WORKING DATA:
################
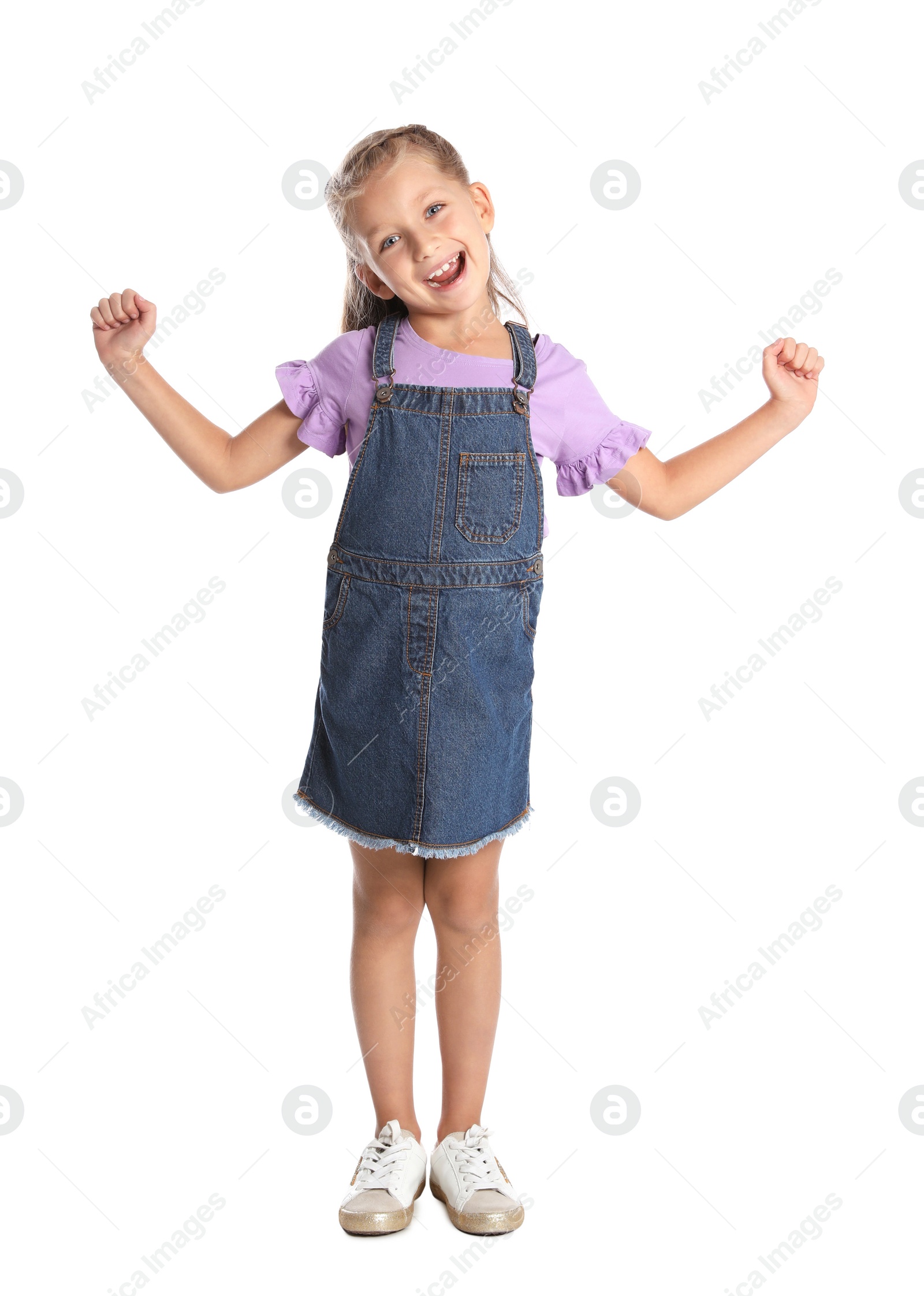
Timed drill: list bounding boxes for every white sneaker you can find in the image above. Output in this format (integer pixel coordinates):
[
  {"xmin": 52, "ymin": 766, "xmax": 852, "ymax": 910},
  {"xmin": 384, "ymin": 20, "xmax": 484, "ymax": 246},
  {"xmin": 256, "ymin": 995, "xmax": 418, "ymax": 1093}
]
[
  {"xmin": 340, "ymin": 1121, "xmax": 426, "ymax": 1235},
  {"xmin": 430, "ymin": 1125, "xmax": 524, "ymax": 1234}
]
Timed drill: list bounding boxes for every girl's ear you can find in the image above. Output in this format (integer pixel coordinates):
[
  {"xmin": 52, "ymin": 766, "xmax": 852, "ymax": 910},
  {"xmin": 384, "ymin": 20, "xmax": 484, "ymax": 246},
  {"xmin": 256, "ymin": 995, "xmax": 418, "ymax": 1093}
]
[
  {"xmin": 354, "ymin": 262, "xmax": 395, "ymax": 302},
  {"xmin": 468, "ymin": 180, "xmax": 494, "ymax": 234}
]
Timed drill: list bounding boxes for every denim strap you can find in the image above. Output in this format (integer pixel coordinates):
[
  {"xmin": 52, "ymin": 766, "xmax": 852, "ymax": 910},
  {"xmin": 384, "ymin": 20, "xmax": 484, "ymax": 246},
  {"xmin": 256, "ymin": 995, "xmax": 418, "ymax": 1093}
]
[
  {"xmin": 372, "ymin": 311, "xmax": 403, "ymax": 385},
  {"xmin": 504, "ymin": 320, "xmax": 535, "ymax": 392}
]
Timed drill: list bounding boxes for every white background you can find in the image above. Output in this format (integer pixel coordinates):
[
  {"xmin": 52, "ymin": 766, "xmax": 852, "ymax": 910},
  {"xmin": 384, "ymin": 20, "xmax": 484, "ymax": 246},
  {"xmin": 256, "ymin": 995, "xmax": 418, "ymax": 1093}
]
[{"xmin": 0, "ymin": 0, "xmax": 924, "ymax": 1296}]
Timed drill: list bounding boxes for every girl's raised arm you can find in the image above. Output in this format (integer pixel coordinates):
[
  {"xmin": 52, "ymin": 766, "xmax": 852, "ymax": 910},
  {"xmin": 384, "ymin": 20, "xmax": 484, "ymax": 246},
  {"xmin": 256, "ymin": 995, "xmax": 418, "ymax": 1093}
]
[
  {"xmin": 90, "ymin": 288, "xmax": 306, "ymax": 493},
  {"xmin": 606, "ymin": 337, "xmax": 824, "ymax": 521}
]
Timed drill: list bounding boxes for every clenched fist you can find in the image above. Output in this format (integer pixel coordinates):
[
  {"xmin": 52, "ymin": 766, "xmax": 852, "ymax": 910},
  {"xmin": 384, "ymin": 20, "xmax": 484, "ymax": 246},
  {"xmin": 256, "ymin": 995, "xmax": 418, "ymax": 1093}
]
[
  {"xmin": 90, "ymin": 288, "xmax": 157, "ymax": 378},
  {"xmin": 763, "ymin": 337, "xmax": 824, "ymax": 418}
]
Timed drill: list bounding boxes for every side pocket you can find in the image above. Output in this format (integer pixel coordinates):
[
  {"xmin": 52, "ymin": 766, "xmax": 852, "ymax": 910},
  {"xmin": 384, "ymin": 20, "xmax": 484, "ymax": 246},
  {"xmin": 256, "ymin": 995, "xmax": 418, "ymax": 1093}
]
[
  {"xmin": 322, "ymin": 572, "xmax": 351, "ymax": 630},
  {"xmin": 522, "ymin": 580, "xmax": 542, "ymax": 639}
]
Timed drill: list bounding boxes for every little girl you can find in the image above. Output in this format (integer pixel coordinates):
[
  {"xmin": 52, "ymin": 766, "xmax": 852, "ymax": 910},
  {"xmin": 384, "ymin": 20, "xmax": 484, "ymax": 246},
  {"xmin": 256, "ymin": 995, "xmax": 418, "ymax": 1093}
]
[{"xmin": 91, "ymin": 126, "xmax": 824, "ymax": 1234}]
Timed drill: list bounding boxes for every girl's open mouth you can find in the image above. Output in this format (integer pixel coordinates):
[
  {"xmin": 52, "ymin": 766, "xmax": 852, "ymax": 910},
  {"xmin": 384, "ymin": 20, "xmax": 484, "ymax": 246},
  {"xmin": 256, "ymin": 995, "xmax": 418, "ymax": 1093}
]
[{"xmin": 426, "ymin": 251, "xmax": 465, "ymax": 293}]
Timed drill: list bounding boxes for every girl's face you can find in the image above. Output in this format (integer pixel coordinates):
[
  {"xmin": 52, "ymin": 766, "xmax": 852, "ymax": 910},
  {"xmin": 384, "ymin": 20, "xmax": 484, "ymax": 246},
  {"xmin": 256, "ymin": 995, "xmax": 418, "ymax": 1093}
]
[{"xmin": 350, "ymin": 153, "xmax": 494, "ymax": 324}]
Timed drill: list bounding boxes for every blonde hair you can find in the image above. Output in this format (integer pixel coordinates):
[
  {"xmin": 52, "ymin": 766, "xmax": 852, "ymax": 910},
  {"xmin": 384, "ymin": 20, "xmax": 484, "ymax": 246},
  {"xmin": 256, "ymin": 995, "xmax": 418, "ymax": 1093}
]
[{"xmin": 324, "ymin": 126, "xmax": 526, "ymax": 333}]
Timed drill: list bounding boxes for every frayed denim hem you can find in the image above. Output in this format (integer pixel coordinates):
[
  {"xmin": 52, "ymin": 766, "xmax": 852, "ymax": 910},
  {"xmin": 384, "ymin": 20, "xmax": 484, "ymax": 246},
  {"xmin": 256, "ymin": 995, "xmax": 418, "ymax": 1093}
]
[{"xmin": 292, "ymin": 792, "xmax": 532, "ymax": 859}]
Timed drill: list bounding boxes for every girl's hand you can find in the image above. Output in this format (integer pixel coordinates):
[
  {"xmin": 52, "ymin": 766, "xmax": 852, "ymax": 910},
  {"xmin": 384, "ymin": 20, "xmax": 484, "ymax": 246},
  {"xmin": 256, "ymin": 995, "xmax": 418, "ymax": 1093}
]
[
  {"xmin": 90, "ymin": 288, "xmax": 157, "ymax": 373},
  {"xmin": 763, "ymin": 337, "xmax": 824, "ymax": 419}
]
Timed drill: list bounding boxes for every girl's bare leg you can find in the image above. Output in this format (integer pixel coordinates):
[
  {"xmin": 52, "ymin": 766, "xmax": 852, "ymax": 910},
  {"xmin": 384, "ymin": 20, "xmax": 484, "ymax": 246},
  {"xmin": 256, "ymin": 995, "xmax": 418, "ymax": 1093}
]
[
  {"xmin": 424, "ymin": 841, "xmax": 503, "ymax": 1142},
  {"xmin": 350, "ymin": 841, "xmax": 424, "ymax": 1139}
]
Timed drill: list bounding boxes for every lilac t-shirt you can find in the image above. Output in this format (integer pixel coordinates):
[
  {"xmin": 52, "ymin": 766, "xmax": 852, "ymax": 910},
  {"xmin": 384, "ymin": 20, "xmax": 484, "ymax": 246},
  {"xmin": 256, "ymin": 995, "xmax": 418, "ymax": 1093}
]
################
THE PROBLEM: Set down every entry word for word, but omit the pictures.

THE ANSWER:
Timed drill: list bounding boxes for every white sneaker you can find in the image above. Output in this format (integer pixel coordinates):
[
  {"xmin": 52, "ymin": 766, "xmax": 852, "ymax": 910},
  {"xmin": 384, "ymin": 20, "xmax": 484, "ymax": 246},
  {"xmin": 256, "ymin": 995, "xmax": 418, "ymax": 1093}
]
[
  {"xmin": 340, "ymin": 1121, "xmax": 426, "ymax": 1235},
  {"xmin": 430, "ymin": 1125, "xmax": 524, "ymax": 1234}
]
Timed drill: list bounding boxes for every girl's ear you can find in the image above. Output in this format (integer pixel coordinates):
[
  {"xmin": 52, "ymin": 766, "xmax": 852, "ymax": 910},
  {"xmin": 384, "ymin": 20, "xmax": 484, "ymax": 246},
  {"xmin": 256, "ymin": 995, "xmax": 418, "ymax": 1093}
]
[
  {"xmin": 354, "ymin": 262, "xmax": 395, "ymax": 302},
  {"xmin": 468, "ymin": 180, "xmax": 494, "ymax": 234}
]
Timed drill: list bounding boxes for every denim strap you can find in the image above. Output in this format (integer pixel coordinates):
[
  {"xmin": 52, "ymin": 766, "xmax": 852, "ymax": 910},
  {"xmin": 384, "ymin": 20, "xmax": 484, "ymax": 246},
  {"xmin": 256, "ymin": 995, "xmax": 418, "ymax": 1093}
]
[
  {"xmin": 372, "ymin": 311, "xmax": 403, "ymax": 385},
  {"xmin": 504, "ymin": 320, "xmax": 535, "ymax": 392}
]
Timed drill: list bounding boxes for every white background you can find in the image above. Output in this format (integer pixel coordinates):
[
  {"xmin": 52, "ymin": 766, "xmax": 852, "ymax": 910},
  {"xmin": 384, "ymin": 20, "xmax": 484, "ymax": 246},
  {"xmin": 256, "ymin": 995, "xmax": 418, "ymax": 1093}
]
[{"xmin": 0, "ymin": 0, "xmax": 924, "ymax": 1296}]
Timed drill: list bounding boxes for every girl's raised arm you can find in the image above. Output in this format (integer pixel coordinates):
[
  {"xmin": 52, "ymin": 766, "xmax": 852, "ymax": 910},
  {"xmin": 384, "ymin": 20, "xmax": 484, "ymax": 246},
  {"xmin": 256, "ymin": 995, "xmax": 418, "ymax": 1093}
]
[
  {"xmin": 90, "ymin": 288, "xmax": 306, "ymax": 493},
  {"xmin": 606, "ymin": 337, "xmax": 824, "ymax": 521}
]
Timed drill: list bounding boxes for every clenched fist you can find in the image above. Output in this format (integer pixel coordinates):
[
  {"xmin": 52, "ymin": 766, "xmax": 852, "ymax": 910},
  {"xmin": 384, "ymin": 20, "xmax": 484, "ymax": 246},
  {"xmin": 256, "ymin": 995, "xmax": 418, "ymax": 1093}
]
[
  {"xmin": 90, "ymin": 288, "xmax": 157, "ymax": 378},
  {"xmin": 763, "ymin": 337, "xmax": 824, "ymax": 418}
]
Timed drill: list bounding boxes for every side pocket you can find in the image above. Output in this format (integer pixel coordinates):
[
  {"xmin": 52, "ymin": 766, "xmax": 852, "ymax": 910},
  {"xmin": 384, "ymin": 20, "xmax": 484, "ymax": 246},
  {"xmin": 256, "ymin": 995, "xmax": 418, "ymax": 1093}
]
[
  {"xmin": 322, "ymin": 572, "xmax": 351, "ymax": 630},
  {"xmin": 522, "ymin": 580, "xmax": 542, "ymax": 639}
]
Timed drill: list bounding boxes for every little girl you can find in the image above. Output in this format (integer pixel coordinates):
[
  {"xmin": 52, "ymin": 766, "xmax": 852, "ymax": 910},
  {"xmin": 384, "ymin": 20, "xmax": 484, "ymax": 246},
  {"xmin": 256, "ymin": 995, "xmax": 418, "ymax": 1093}
]
[{"xmin": 91, "ymin": 126, "xmax": 824, "ymax": 1234}]
Timed drill: list bounding boxes for every girl's open mouth you can find in the image above. Output in this format (integer pixel coordinates):
[
  {"xmin": 52, "ymin": 766, "xmax": 852, "ymax": 910},
  {"xmin": 384, "ymin": 20, "xmax": 484, "ymax": 246},
  {"xmin": 256, "ymin": 995, "xmax": 418, "ymax": 1093}
]
[{"xmin": 426, "ymin": 251, "xmax": 465, "ymax": 293}]
Timed drill: list bounding boxes for every girl's face you can find in the image above. Output in this format (integer pixel coordinates):
[
  {"xmin": 52, "ymin": 766, "xmax": 852, "ymax": 910},
  {"xmin": 384, "ymin": 20, "xmax": 484, "ymax": 246},
  {"xmin": 256, "ymin": 995, "xmax": 418, "ymax": 1093}
]
[{"xmin": 350, "ymin": 153, "xmax": 494, "ymax": 324}]
Timed drill: list bounding boxes for every blonde hair you can find in the image above. Output in this format (integer pixel coordinates):
[
  {"xmin": 52, "ymin": 766, "xmax": 852, "ymax": 910},
  {"xmin": 384, "ymin": 20, "xmax": 484, "ymax": 246},
  {"xmin": 256, "ymin": 995, "xmax": 418, "ymax": 1093}
]
[{"xmin": 324, "ymin": 126, "xmax": 526, "ymax": 333}]
Timed drill: list bounding boxes for every frayed denim hem you can find in the image above. Output in this format (integer pixel coordinates):
[
  {"xmin": 52, "ymin": 766, "xmax": 852, "ymax": 910},
  {"xmin": 384, "ymin": 20, "xmax": 484, "ymax": 246},
  {"xmin": 256, "ymin": 995, "xmax": 418, "ymax": 1093}
]
[{"xmin": 292, "ymin": 792, "xmax": 532, "ymax": 859}]
Timed drill: list bounding boxes for every girl's hand you can find in the image above. Output in this format (integer pixel coordinates):
[
  {"xmin": 52, "ymin": 766, "xmax": 852, "ymax": 910},
  {"xmin": 384, "ymin": 20, "xmax": 484, "ymax": 246},
  {"xmin": 256, "ymin": 995, "xmax": 418, "ymax": 1093}
]
[
  {"xmin": 90, "ymin": 288, "xmax": 157, "ymax": 373},
  {"xmin": 763, "ymin": 337, "xmax": 824, "ymax": 419}
]
Timed drill: list bounding boxes for every girl's bare leg you can find in the image above. Output in this format (integer pixel coordinates):
[
  {"xmin": 52, "ymin": 766, "xmax": 852, "ymax": 910},
  {"xmin": 384, "ymin": 20, "xmax": 484, "ymax": 246},
  {"xmin": 256, "ymin": 995, "xmax": 418, "ymax": 1093}
]
[
  {"xmin": 424, "ymin": 841, "xmax": 503, "ymax": 1142},
  {"xmin": 350, "ymin": 841, "xmax": 424, "ymax": 1139}
]
Timed drill: list bounding boxes for every lilac t-shirt you can find in the image above. Output in this format (integer pixel coordinates):
[
  {"xmin": 52, "ymin": 766, "xmax": 852, "ymax": 910},
  {"xmin": 384, "ymin": 20, "xmax": 484, "ymax": 246},
  {"xmin": 256, "ymin": 995, "xmax": 418, "ymax": 1093}
]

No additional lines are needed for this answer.